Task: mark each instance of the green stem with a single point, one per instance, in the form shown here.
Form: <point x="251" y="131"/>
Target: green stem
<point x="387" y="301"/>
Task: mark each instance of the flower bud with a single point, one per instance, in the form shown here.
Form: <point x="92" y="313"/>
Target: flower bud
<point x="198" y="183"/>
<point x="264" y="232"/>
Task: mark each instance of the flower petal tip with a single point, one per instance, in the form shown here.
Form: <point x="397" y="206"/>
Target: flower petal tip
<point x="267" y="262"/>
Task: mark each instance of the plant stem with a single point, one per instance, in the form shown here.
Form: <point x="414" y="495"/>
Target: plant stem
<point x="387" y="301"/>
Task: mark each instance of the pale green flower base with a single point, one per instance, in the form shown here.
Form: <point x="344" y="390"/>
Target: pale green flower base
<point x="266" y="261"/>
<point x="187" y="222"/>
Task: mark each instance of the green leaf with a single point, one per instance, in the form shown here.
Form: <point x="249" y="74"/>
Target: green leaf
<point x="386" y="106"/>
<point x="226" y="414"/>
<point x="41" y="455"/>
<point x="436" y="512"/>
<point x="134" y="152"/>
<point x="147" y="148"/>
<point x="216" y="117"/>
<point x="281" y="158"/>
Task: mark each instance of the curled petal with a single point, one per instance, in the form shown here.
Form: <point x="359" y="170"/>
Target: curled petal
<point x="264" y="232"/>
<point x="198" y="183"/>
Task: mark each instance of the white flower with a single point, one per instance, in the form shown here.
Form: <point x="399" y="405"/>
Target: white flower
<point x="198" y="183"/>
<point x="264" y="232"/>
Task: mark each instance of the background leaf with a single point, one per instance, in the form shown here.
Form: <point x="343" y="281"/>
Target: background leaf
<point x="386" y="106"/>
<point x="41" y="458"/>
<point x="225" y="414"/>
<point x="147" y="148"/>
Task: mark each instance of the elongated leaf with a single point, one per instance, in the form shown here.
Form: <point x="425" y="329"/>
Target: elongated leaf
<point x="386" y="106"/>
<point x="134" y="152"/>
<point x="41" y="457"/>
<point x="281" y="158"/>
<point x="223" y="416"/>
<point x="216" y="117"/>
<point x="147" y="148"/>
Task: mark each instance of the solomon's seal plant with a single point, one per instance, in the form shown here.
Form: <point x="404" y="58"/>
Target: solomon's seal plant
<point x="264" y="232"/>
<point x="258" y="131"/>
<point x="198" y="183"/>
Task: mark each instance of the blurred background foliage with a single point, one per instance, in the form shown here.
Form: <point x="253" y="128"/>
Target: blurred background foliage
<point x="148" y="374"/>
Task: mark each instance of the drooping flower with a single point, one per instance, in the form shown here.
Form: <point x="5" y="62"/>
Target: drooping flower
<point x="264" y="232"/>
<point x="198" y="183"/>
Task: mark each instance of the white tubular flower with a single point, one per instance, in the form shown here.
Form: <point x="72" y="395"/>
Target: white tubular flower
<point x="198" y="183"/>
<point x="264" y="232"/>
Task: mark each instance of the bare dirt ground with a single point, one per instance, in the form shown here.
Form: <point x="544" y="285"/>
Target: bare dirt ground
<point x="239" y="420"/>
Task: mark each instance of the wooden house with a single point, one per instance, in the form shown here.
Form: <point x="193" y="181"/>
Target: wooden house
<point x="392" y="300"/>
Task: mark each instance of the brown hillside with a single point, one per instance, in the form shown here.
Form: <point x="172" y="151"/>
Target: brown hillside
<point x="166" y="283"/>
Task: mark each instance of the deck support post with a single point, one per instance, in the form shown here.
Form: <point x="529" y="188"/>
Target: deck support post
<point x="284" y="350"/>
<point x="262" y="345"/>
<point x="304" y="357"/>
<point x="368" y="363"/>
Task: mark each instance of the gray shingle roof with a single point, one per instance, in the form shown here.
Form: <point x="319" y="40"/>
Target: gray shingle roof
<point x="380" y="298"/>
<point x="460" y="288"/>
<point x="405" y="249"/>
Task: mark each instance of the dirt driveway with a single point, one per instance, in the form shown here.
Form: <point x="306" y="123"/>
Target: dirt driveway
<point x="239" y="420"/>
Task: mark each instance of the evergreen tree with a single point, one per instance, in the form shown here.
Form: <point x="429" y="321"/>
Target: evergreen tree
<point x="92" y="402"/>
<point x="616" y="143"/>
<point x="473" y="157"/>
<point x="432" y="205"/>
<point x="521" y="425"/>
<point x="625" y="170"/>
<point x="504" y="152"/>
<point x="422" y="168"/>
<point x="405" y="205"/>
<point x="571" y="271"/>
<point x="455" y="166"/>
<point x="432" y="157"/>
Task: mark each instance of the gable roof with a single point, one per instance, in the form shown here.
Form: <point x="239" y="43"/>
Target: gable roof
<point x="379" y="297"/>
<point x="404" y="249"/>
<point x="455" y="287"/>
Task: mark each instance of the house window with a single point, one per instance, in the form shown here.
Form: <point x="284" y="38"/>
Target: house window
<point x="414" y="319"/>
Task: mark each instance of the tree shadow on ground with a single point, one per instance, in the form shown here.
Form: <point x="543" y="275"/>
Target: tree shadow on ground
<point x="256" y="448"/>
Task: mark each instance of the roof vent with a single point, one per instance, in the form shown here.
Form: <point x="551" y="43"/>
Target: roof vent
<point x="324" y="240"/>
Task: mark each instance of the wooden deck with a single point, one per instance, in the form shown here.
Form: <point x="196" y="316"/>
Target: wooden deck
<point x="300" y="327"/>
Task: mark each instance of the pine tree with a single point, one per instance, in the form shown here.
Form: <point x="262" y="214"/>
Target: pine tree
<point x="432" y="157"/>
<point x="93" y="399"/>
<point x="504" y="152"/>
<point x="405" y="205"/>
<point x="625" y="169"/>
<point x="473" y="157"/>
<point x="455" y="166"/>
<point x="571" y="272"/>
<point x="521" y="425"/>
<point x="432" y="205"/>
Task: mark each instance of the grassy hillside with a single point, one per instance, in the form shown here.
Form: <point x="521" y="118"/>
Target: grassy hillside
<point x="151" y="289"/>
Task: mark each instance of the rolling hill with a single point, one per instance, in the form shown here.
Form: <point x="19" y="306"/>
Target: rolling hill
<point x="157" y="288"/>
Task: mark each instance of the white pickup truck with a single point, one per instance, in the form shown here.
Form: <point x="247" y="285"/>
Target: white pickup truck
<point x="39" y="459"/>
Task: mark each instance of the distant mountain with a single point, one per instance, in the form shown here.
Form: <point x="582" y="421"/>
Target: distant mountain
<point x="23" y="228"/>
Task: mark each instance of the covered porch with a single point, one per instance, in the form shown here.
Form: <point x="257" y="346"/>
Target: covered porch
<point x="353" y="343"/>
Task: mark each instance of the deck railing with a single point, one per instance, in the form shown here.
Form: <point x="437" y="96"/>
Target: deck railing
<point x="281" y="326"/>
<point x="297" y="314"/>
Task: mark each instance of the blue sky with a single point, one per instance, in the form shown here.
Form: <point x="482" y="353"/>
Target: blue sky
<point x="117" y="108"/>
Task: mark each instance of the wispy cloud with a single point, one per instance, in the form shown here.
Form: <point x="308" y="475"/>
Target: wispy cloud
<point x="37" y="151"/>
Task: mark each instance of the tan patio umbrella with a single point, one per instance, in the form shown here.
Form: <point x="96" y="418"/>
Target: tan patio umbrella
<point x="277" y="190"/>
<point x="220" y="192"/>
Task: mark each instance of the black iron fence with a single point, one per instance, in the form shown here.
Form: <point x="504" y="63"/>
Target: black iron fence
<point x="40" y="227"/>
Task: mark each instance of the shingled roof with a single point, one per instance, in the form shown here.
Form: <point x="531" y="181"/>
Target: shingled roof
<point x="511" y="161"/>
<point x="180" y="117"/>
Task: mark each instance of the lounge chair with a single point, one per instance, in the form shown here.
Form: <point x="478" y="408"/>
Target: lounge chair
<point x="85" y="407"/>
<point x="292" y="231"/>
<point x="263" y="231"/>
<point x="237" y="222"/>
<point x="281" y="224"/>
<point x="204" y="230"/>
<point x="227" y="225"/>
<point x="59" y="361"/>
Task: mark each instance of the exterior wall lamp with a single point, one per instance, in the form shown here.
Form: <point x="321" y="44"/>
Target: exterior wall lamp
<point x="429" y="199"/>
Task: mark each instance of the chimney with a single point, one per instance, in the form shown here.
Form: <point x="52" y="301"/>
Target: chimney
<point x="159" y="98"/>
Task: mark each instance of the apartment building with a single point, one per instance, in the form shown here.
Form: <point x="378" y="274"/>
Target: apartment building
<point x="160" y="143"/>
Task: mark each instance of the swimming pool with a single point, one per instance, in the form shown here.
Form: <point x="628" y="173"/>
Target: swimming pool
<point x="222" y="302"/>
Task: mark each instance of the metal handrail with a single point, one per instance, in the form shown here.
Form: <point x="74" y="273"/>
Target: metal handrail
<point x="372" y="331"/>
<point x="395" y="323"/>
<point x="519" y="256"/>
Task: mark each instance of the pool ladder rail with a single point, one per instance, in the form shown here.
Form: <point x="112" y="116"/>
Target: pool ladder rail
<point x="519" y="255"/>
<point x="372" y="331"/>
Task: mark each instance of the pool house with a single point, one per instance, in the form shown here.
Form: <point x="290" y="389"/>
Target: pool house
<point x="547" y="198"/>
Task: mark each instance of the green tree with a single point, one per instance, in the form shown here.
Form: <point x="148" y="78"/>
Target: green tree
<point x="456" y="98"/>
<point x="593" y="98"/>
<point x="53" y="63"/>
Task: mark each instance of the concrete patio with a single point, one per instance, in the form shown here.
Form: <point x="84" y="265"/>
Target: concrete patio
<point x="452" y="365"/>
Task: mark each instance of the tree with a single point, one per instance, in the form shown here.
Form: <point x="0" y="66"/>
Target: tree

________________________

**PROBLEM TO SOLVE:**
Send back exactly the lines of the listing above starting at the one with "Task: mark each instance of the white pickup" and ending at the one with "Task: mark each instance of the distant", inclusive, and no others.

**TASK RESPONSE:**
Task: mark each instance of the white pickup truck with a single point, one per instance, in the form shown here.
Form: <point x="247" y="285"/>
Target: white pickup truck
<point x="39" y="459"/>
Task: mark each instance of the distant mountain with a single point, one per instance, in the form shown here.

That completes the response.